Stored data >>
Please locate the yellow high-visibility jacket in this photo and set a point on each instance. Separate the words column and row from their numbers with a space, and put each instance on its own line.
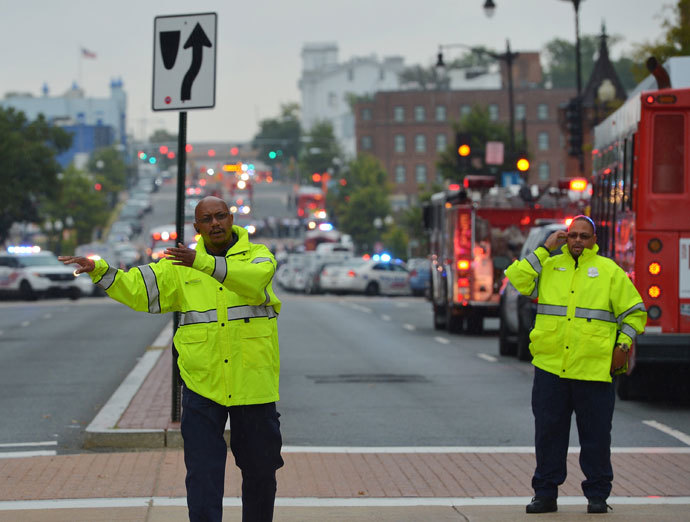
column 584, row 308
column 227, row 339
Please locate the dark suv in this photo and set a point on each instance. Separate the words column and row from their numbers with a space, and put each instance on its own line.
column 516, row 311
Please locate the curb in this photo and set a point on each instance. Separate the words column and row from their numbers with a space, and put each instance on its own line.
column 103, row 432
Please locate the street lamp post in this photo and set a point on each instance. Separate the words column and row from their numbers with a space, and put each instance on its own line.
column 508, row 57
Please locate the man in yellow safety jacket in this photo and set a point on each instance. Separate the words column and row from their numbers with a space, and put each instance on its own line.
column 228, row 354
column 588, row 315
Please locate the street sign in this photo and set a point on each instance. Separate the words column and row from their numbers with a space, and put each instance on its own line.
column 184, row 62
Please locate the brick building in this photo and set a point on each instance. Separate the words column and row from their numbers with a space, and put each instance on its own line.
column 406, row 130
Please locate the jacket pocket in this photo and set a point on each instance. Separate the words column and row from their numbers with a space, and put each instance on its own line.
column 257, row 345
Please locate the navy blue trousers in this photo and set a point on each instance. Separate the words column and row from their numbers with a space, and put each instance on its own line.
column 553, row 402
column 255, row 442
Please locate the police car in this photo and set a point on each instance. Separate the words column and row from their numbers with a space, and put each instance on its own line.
column 30, row 273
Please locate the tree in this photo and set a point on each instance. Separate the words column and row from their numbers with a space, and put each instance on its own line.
column 363, row 199
column 481, row 130
column 75, row 201
column 561, row 66
column 28, row 168
column 674, row 42
column 320, row 149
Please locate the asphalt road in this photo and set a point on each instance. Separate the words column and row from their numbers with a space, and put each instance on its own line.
column 60, row 361
column 359, row 371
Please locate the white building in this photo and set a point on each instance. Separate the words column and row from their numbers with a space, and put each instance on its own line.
column 73, row 108
column 327, row 86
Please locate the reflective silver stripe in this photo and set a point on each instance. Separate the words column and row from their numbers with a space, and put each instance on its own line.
column 247, row 312
column 534, row 262
column 638, row 306
column 629, row 331
column 108, row 278
column 221, row 269
column 151, row 288
column 234, row 313
column 588, row 313
column 198, row 317
column 560, row 311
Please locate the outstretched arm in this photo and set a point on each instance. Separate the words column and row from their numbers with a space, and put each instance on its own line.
column 84, row 263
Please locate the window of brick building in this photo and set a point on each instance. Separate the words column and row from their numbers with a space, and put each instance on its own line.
column 399, row 144
column 399, row 113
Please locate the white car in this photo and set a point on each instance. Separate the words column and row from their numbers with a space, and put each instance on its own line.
column 30, row 273
column 366, row 276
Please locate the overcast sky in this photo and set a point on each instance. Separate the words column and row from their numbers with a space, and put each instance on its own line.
column 259, row 44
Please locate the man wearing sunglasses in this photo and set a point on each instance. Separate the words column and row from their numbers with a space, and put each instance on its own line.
column 228, row 354
column 588, row 315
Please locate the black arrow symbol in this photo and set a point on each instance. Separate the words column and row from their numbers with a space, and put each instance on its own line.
column 197, row 41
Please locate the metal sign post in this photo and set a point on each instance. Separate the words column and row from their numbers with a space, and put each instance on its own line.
column 184, row 77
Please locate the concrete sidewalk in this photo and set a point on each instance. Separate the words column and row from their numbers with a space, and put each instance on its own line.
column 316, row 484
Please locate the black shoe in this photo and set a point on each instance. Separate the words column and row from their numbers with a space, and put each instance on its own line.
column 597, row 505
column 542, row 505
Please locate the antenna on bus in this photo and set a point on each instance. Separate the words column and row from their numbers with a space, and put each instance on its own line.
column 663, row 80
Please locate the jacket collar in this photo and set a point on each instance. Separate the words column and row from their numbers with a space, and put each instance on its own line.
column 241, row 245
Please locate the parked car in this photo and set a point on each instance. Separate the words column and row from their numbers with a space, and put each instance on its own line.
column 420, row 275
column 517, row 312
column 366, row 276
column 30, row 273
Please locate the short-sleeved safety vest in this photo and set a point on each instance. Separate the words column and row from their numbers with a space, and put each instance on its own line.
column 227, row 339
column 585, row 306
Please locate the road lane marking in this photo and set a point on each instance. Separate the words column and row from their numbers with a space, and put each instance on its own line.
column 24, row 454
column 181, row 502
column 27, row 444
column 684, row 438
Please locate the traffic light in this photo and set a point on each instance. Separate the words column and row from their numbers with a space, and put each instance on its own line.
column 573, row 119
column 463, row 151
column 522, row 163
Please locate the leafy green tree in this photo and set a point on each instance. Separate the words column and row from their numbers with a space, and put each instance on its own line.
column 109, row 169
column 28, row 169
column 320, row 149
column 674, row 42
column 76, row 202
column 364, row 198
column 481, row 130
column 280, row 134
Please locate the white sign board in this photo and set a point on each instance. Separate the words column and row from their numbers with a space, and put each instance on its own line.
column 184, row 62
column 684, row 268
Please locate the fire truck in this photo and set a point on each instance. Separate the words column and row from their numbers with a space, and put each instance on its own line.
column 475, row 232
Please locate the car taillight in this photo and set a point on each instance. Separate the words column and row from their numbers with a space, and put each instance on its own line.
column 463, row 264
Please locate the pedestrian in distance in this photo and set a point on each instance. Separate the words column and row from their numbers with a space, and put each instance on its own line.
column 228, row 354
column 588, row 315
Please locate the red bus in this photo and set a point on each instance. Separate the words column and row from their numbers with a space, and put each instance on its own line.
column 641, row 206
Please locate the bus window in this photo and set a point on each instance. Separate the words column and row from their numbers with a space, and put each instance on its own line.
column 669, row 155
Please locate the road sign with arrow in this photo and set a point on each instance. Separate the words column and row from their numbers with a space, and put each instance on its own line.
column 184, row 62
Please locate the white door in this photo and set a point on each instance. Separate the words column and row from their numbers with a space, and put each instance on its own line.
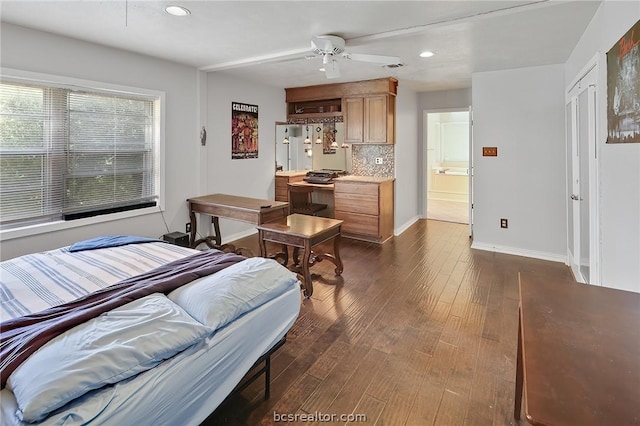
column 470, row 172
column 581, row 178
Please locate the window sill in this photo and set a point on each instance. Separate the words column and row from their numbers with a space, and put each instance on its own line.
column 11, row 234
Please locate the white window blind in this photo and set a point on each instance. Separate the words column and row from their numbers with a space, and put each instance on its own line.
column 68, row 153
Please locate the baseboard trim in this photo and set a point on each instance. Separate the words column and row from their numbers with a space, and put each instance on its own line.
column 406, row 225
column 519, row 252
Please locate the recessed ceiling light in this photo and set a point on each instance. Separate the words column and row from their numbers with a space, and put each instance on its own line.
column 177, row 11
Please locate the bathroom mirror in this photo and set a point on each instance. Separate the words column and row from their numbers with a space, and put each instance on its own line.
column 296, row 155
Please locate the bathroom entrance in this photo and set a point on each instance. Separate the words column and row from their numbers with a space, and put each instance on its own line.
column 447, row 167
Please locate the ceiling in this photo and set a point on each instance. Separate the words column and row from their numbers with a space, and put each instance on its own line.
column 267, row 41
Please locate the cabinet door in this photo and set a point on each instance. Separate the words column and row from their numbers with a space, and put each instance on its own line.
column 375, row 119
column 354, row 124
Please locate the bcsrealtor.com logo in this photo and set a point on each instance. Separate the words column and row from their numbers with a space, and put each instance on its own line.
column 319, row 417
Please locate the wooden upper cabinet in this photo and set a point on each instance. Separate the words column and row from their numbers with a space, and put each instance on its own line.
column 370, row 119
column 354, row 120
column 368, row 108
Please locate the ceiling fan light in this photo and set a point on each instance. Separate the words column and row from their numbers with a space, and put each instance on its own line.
column 177, row 11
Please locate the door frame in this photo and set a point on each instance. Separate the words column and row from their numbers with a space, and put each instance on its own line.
column 425, row 173
column 587, row 79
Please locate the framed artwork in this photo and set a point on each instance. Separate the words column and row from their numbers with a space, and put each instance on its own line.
column 244, row 131
column 328, row 138
column 623, row 88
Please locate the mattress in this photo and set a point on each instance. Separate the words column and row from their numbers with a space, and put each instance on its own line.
column 183, row 389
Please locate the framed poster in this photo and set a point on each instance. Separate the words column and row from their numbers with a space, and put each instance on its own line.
column 244, row 131
column 623, row 88
column 329, row 137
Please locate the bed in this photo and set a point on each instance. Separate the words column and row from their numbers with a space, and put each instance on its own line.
column 159, row 359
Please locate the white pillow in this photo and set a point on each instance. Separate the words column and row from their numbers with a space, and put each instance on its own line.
column 218, row 299
column 114, row 346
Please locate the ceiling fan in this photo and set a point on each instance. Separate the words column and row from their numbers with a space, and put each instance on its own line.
column 331, row 47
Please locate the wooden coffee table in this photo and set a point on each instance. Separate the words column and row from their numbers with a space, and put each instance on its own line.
column 578, row 354
column 303, row 232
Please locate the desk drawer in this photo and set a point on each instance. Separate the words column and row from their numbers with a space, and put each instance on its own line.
column 357, row 203
column 356, row 188
column 358, row 223
column 282, row 194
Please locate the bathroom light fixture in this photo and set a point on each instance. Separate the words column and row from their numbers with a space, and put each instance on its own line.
column 307, row 140
column 177, row 11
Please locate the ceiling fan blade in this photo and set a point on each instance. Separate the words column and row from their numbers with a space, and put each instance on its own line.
column 331, row 69
column 378, row 59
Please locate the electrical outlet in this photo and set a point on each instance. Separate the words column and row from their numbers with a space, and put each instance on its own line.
column 489, row 151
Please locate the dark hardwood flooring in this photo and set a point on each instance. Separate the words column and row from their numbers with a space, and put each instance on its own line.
column 421, row 330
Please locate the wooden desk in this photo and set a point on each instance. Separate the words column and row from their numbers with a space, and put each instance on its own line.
column 319, row 186
column 303, row 231
column 578, row 354
column 245, row 209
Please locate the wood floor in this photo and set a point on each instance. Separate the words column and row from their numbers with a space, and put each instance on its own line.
column 419, row 331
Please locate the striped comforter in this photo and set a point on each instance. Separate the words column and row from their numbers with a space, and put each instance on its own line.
column 35, row 282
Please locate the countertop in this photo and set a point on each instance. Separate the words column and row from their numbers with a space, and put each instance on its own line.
column 370, row 179
column 292, row 173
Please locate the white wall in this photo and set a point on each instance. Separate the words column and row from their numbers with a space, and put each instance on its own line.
column 40, row 52
column 521, row 112
column 406, row 156
column 619, row 164
column 253, row 177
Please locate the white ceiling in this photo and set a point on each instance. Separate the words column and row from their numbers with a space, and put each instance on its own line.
column 252, row 39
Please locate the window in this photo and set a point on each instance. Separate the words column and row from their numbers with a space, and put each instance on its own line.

Your objective >> With both ends included, please retype exactly the lines from the line containing "Please locate the countertop" to the final line of the data.

Response >>
Please locate the countertop in this photo and set a point on each instance. Separate the words column and row from their numbers with a space, and put each instance on its own line.
column 370, row 179
column 292, row 173
Please locate the white wall in this photo and set a point on each instance. Separate the words column and row from their numbers with a space, and put each instance on its own line.
column 40, row 52
column 521, row 112
column 406, row 156
column 619, row 164
column 253, row 177
Please locate the white ceiling in this photo and set a point on each instance. Separate the words column and row from their numbers with a space, and put each instance on its own line.
column 252, row 39
Please locate the window in this photo and set a point on each instance. Separate the words column and row from their numbers with a space, and put each instance on its own line.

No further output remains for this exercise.